WORK TO BE COMPLETED:
Where the string "sample" occurs in the material below, report the whole line.

Segment Open

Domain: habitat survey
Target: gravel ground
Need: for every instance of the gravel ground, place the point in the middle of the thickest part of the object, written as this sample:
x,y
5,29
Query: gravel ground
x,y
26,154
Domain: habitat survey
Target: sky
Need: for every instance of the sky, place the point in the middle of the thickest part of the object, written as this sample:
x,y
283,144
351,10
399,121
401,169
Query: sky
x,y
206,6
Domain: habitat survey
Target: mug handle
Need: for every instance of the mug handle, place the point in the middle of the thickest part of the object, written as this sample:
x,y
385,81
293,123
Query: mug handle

Segment Closed

RESPONSE TO THE TASK:
Need: for every instance of the gravel ground, place the point in the middle of the thickest part of the object, written as this sample:
Need: for every instance of the sky, place the point in the middle of the thickest part of the object, written as this sample:
Need: for every instance of the mug handle, place the point in the middle of the thickest part of the object, written as this sample:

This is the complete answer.